──────── The data ────────
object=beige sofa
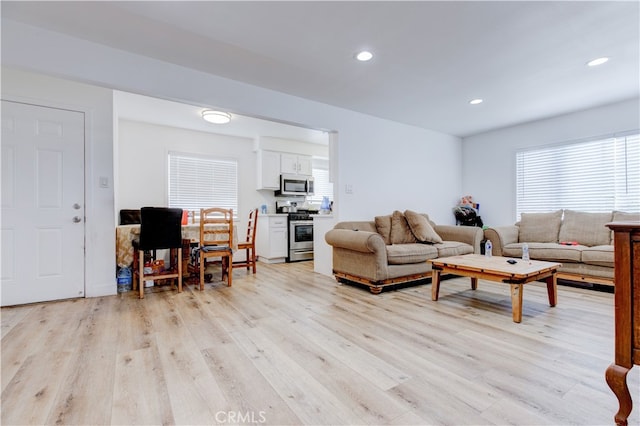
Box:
[484,210,640,285]
[325,210,483,294]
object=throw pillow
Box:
[391,210,418,244]
[558,210,613,247]
[404,210,442,243]
[518,210,562,243]
[374,214,391,245]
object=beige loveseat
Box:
[484,210,640,285]
[325,210,483,294]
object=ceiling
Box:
[2,0,640,137]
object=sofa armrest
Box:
[484,225,520,256]
[324,229,387,258]
[433,225,483,253]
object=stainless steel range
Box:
[287,211,313,262]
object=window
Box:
[169,152,238,215]
[516,134,640,220]
[308,158,333,202]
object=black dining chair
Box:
[133,207,183,299]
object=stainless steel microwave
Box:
[276,175,313,195]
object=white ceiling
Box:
[2,0,640,136]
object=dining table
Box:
[116,223,238,267]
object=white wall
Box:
[2,19,462,296]
[462,99,640,226]
[116,120,273,221]
[2,68,116,297]
[2,21,462,223]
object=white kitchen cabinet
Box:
[280,154,313,176]
[256,150,281,190]
[256,214,289,263]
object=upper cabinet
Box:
[280,154,313,176]
[257,150,280,190]
[256,149,313,190]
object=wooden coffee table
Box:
[429,254,562,322]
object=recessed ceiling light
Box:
[356,50,373,62]
[587,56,609,67]
[202,109,231,124]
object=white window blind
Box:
[516,134,640,220]
[169,152,238,215]
[308,158,333,202]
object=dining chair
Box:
[120,209,140,225]
[234,209,258,274]
[133,207,182,299]
[195,207,233,290]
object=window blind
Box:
[516,134,640,220]
[169,152,238,215]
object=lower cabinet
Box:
[256,215,289,263]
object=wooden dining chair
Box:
[234,209,258,274]
[196,207,233,290]
[133,207,182,299]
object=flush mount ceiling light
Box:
[587,56,609,67]
[355,50,373,62]
[202,109,231,124]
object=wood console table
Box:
[605,222,640,426]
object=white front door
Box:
[0,100,85,306]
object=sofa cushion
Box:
[558,210,613,247]
[518,210,562,243]
[387,243,438,265]
[502,243,586,262]
[374,214,391,245]
[404,210,442,243]
[391,210,418,244]
[434,241,473,257]
[582,244,614,268]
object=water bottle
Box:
[522,243,529,262]
[116,266,131,293]
[484,240,493,257]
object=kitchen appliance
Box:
[276,174,314,196]
[276,200,298,213]
[287,211,313,262]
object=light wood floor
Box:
[1,262,640,425]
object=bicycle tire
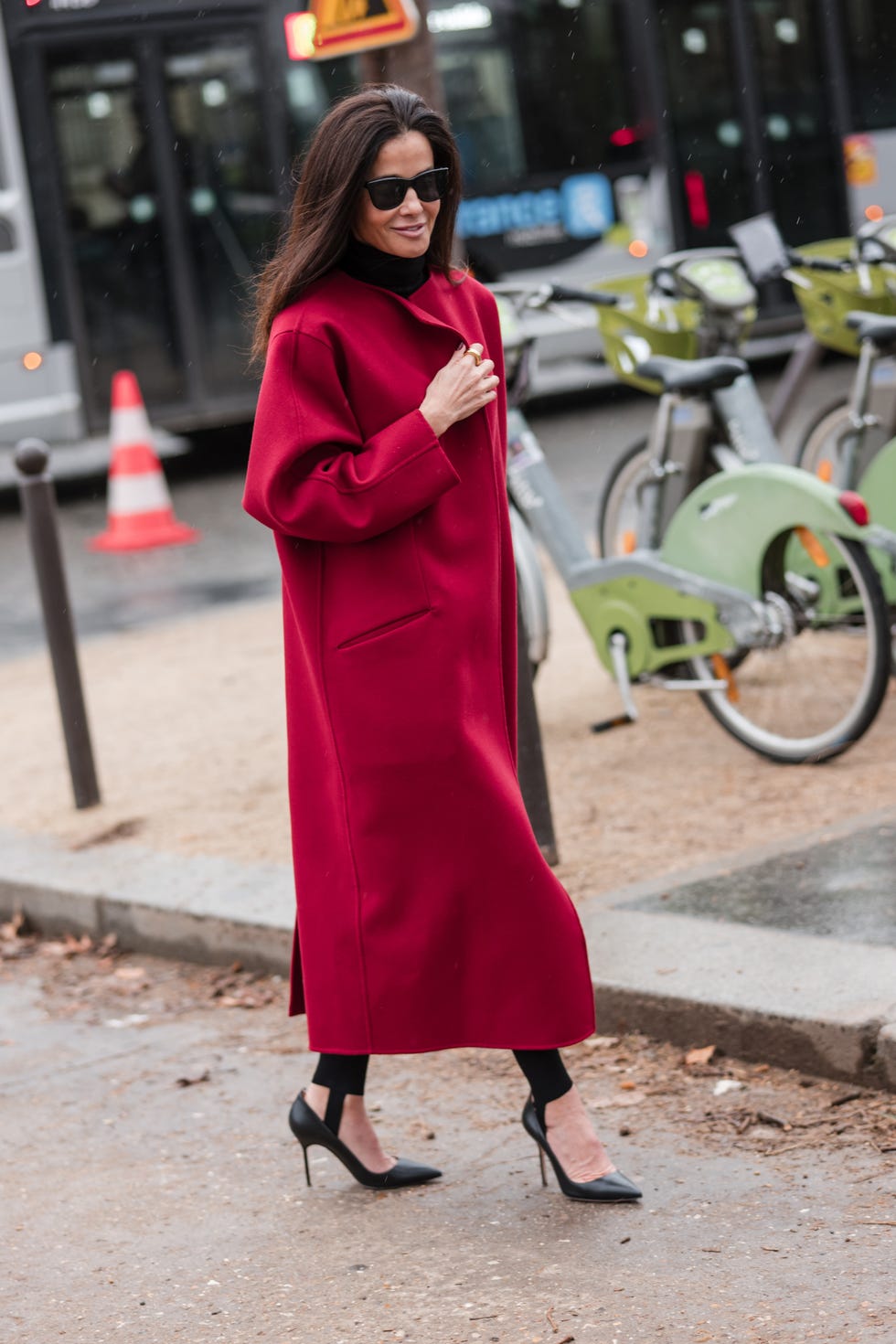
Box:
[685,534,891,764]
[510,503,550,678]
[596,438,650,557]
[795,400,892,488]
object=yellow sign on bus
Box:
[283,0,421,60]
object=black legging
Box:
[312,1050,572,1115]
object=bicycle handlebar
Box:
[787,247,853,274]
[548,285,621,308]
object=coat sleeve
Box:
[243,331,459,541]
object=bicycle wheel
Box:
[796,402,892,489]
[598,438,650,557]
[510,503,550,677]
[685,529,890,764]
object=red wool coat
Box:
[244,270,593,1053]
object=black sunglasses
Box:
[364,168,449,209]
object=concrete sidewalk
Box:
[0,816,896,1090]
[0,550,896,1089]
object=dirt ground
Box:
[0,917,896,1166]
[0,926,896,1344]
[0,564,896,896]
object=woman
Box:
[244,86,639,1200]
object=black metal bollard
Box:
[516,595,560,866]
[15,438,100,807]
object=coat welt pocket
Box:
[321,521,432,649]
[336,606,432,649]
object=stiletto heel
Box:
[289,1089,442,1189]
[523,1097,641,1204]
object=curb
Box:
[0,828,896,1090]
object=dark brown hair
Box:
[252,85,461,358]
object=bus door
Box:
[653,0,844,247]
[46,24,278,429]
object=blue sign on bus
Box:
[458,172,615,238]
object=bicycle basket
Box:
[596,275,701,397]
[794,238,896,358]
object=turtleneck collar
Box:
[338,234,430,298]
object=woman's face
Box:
[355,131,442,257]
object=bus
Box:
[0,0,896,456]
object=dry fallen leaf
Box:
[591,1092,646,1110]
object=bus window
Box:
[48,47,184,407]
[844,0,896,131]
[429,0,644,194]
[752,0,842,243]
[439,48,525,195]
[656,0,753,247]
[165,34,280,392]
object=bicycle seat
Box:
[635,355,747,392]
[847,312,896,349]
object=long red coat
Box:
[244,270,593,1053]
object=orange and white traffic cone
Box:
[88,369,200,551]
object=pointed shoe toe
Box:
[571,1172,642,1204]
[523,1097,642,1204]
[371,1157,442,1189]
[289,1093,442,1189]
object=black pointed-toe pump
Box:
[289,1089,442,1189]
[523,1097,641,1204]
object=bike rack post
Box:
[15,438,101,807]
[768,332,825,434]
[516,594,560,867]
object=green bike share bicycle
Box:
[732,207,896,553]
[498,285,890,763]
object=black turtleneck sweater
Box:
[338,235,430,298]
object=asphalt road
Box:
[0,942,896,1344]
[0,361,852,658]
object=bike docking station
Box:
[498,279,891,764]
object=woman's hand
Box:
[421,346,500,438]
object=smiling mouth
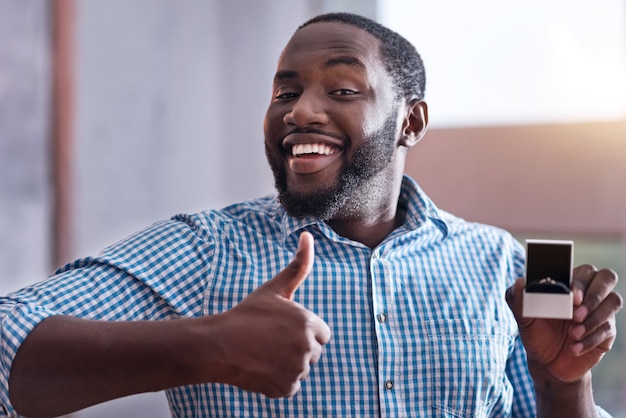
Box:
[291,143,338,157]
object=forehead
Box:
[278,22,384,76]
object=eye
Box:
[329,89,359,96]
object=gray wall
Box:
[0,0,50,293]
[0,0,368,418]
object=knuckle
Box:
[576,264,598,275]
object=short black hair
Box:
[296,12,426,100]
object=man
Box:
[0,14,622,417]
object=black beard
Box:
[265,112,396,221]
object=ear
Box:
[399,99,428,148]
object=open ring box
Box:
[523,239,574,319]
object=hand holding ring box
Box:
[523,239,574,319]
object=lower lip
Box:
[288,153,341,174]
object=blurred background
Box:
[0,0,626,418]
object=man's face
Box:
[265,22,399,220]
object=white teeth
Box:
[291,144,335,157]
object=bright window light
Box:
[377,0,626,126]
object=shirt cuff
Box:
[0,304,55,417]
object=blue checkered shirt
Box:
[0,177,604,417]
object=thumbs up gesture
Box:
[205,232,330,397]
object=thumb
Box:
[271,232,315,299]
[506,278,529,325]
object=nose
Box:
[283,92,329,128]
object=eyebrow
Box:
[274,56,365,82]
[322,55,365,71]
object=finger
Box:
[313,316,331,345]
[571,292,623,341]
[506,278,524,322]
[572,321,617,356]
[574,269,618,322]
[268,232,315,299]
[570,264,598,306]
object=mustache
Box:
[280,128,350,143]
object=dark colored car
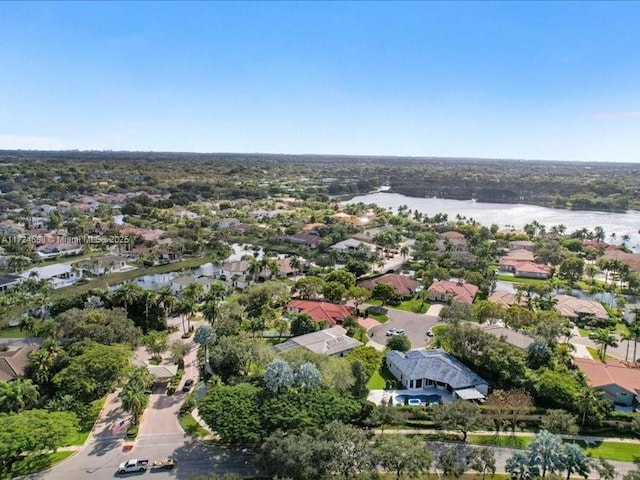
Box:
[182,378,193,392]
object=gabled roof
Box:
[500,257,551,275]
[427,280,478,303]
[554,295,609,319]
[0,346,36,382]
[573,358,640,395]
[487,290,522,308]
[502,248,535,262]
[386,349,487,390]
[275,327,362,355]
[360,273,422,297]
[287,300,353,325]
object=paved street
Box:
[369,307,439,348]
[25,319,255,480]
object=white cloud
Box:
[0,133,72,150]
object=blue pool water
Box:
[394,395,440,405]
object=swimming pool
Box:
[393,395,440,406]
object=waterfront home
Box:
[573,358,640,407]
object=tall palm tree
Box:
[118,382,148,424]
[621,331,636,362]
[0,380,40,413]
[589,328,618,361]
[156,286,178,318]
[113,282,142,315]
[18,315,36,343]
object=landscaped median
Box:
[390,428,640,462]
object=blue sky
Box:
[0,2,640,162]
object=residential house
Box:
[436,230,467,252]
[553,295,609,320]
[499,257,551,278]
[218,260,252,288]
[427,280,478,303]
[478,323,534,350]
[0,274,24,293]
[573,358,640,407]
[216,218,240,230]
[275,326,362,357]
[258,257,302,280]
[509,240,536,252]
[171,275,216,295]
[302,222,326,232]
[274,233,320,248]
[287,300,354,325]
[487,290,526,308]
[36,244,82,260]
[78,255,132,275]
[0,345,36,382]
[329,238,376,253]
[358,273,422,297]
[502,248,536,262]
[385,349,489,400]
[20,263,82,289]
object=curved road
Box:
[23,319,255,480]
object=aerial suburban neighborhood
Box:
[0,153,640,479]
[0,0,640,480]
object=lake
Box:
[344,192,640,252]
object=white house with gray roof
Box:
[385,350,489,400]
[275,327,362,357]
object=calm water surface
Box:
[345,192,640,252]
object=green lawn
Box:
[367,367,395,390]
[180,412,209,438]
[0,452,75,478]
[393,298,429,313]
[496,273,549,285]
[0,327,26,338]
[587,347,613,360]
[586,442,640,462]
[368,313,389,323]
[468,434,533,448]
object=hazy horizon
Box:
[0,2,640,163]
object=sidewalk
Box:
[373,428,640,444]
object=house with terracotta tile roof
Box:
[0,345,36,382]
[573,358,640,407]
[274,327,362,357]
[487,290,526,308]
[287,300,354,325]
[427,280,478,303]
[503,248,536,262]
[553,295,609,320]
[499,257,551,278]
[358,273,422,297]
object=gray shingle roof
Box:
[387,350,487,390]
[275,327,362,355]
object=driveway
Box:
[23,319,256,480]
[369,307,439,348]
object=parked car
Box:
[182,378,193,392]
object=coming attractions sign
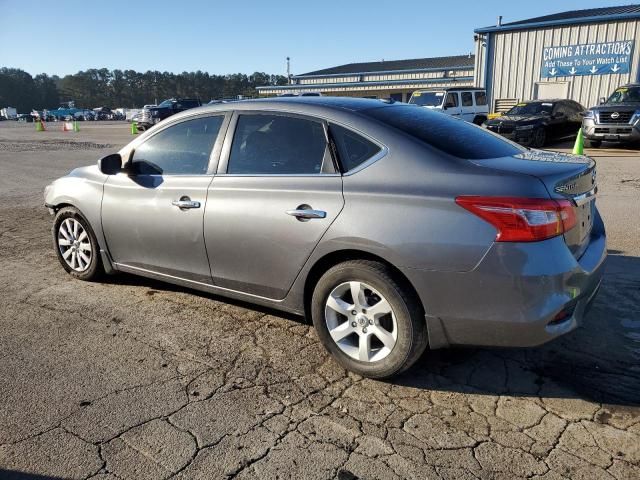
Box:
[542,40,634,78]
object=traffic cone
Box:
[573,128,584,155]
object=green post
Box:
[573,129,584,155]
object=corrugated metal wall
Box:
[475,20,640,107]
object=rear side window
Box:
[329,125,381,172]
[227,114,331,175]
[475,92,487,105]
[132,115,224,175]
[363,104,525,160]
[444,92,458,108]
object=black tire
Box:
[311,260,428,378]
[51,207,104,281]
[531,127,547,148]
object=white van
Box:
[409,87,489,125]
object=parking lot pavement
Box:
[0,122,640,480]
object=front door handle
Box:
[171,197,200,209]
[286,205,327,222]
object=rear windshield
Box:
[362,104,526,160]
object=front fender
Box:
[44,166,107,251]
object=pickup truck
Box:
[136,98,202,131]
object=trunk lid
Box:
[472,150,597,258]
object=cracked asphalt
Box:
[0,122,640,480]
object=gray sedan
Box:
[45,97,606,378]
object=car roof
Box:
[415,87,485,92]
[518,98,577,104]
[185,96,398,112]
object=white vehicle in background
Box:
[409,87,489,125]
[0,107,18,120]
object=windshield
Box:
[409,92,444,107]
[506,102,553,115]
[607,87,640,103]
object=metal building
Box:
[475,5,640,112]
[258,54,474,102]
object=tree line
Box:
[0,67,287,113]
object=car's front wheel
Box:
[53,207,102,280]
[311,260,427,378]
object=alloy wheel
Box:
[58,218,93,272]
[325,281,398,362]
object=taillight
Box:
[456,196,577,242]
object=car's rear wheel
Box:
[531,127,547,148]
[53,207,103,280]
[311,260,427,378]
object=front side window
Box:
[329,125,380,172]
[227,114,331,175]
[132,115,224,175]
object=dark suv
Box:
[582,83,640,148]
[136,98,202,130]
[483,99,584,148]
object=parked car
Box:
[0,107,18,120]
[484,100,585,148]
[136,98,202,131]
[409,87,489,125]
[582,83,640,148]
[45,97,606,378]
[16,113,36,123]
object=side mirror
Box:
[98,153,122,175]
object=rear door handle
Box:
[171,197,200,209]
[286,208,327,221]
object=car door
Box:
[443,92,460,117]
[460,92,476,122]
[102,114,228,284]
[204,112,344,299]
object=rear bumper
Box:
[403,210,607,348]
[582,118,640,142]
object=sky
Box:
[0,0,638,76]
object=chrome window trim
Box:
[216,109,340,178]
[126,110,233,177]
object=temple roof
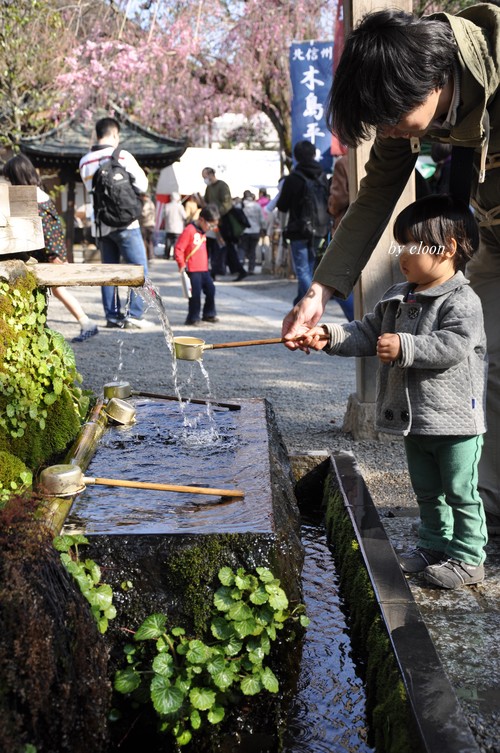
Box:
[20,106,188,179]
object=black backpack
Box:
[92,147,142,230]
[286,170,331,240]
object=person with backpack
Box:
[79,118,152,329]
[277,141,330,306]
[174,204,220,327]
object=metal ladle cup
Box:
[174,334,328,361]
[39,464,245,499]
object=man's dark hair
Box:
[326,10,457,147]
[200,204,220,222]
[394,195,479,271]
[293,141,316,162]
[2,154,41,186]
[95,118,120,139]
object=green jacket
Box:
[314,3,500,297]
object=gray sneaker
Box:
[424,559,484,588]
[398,547,443,573]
────────
Starting at the line that contains "object=traffic cone" and stopping after the line that contains "[98,153,122,175]", write out those records again with every line included, but multiply each box coordinate by 1.45 and round it to a whole number, rounding halves up.

object=traffic cone
Box:
[831,186,847,225]
object=green post
Box:
[831,187,847,225]
object=corrugated metal wall
Box:
[689,29,928,155]
object=rear side window
Box:
[477,181,552,249]
[329,165,480,254]
[689,133,706,152]
[191,167,325,254]
[526,151,761,232]
[644,133,664,157]
object=black tire
Box:
[451,377,621,548]
[74,300,151,407]
[770,184,793,215]
object=white van
Box:
[593,126,709,181]
object=parking lot pavement
Box:
[0,177,928,696]
object=front door handle
Box:
[248,286,290,303]
[415,297,474,322]
object=rear windshield
Box:
[525,151,763,232]
object=front fender
Box:
[64,241,155,364]
object=pickup truck
Box:
[197,142,293,190]
object=trunk lid
Box:
[684,218,866,374]
object=cracked asphalt
Box:
[0,177,928,696]
object=gray sedan
Box:
[65,141,879,548]
object=car roof
Box:
[602,126,703,133]
[751,142,837,151]
[268,139,577,162]
object=white vehicle in background
Box:
[593,126,709,181]
[0,155,26,174]
object=windshield
Box:
[593,133,644,155]
[734,148,802,167]
[880,126,928,149]
object=metal building
Box:
[689,7,928,162]
[374,78,687,148]
object=tree line
Box:
[0,97,416,164]
object=car's front wheel
Box:
[77,300,148,406]
[451,377,619,548]
object=alloy wheel
Box:
[84,316,135,394]
[471,407,577,525]
object=taillight
Box:
[661,284,837,351]
object=car's rear wheel
Box:
[770,184,793,215]
[77,300,149,406]
[451,377,619,548]
object=front side window
Box:
[477,181,551,249]
[329,165,480,254]
[191,167,325,254]
object=dark suv
Box:
[844,120,928,215]
[197,142,293,189]
[700,144,847,215]
object=parked car
Box:
[0,155,26,174]
[702,145,848,215]
[197,142,293,190]
[593,126,709,181]
[844,120,928,215]
[65,141,879,548]
[23,164,52,178]
object=side mirror
Box:
[142,222,177,254]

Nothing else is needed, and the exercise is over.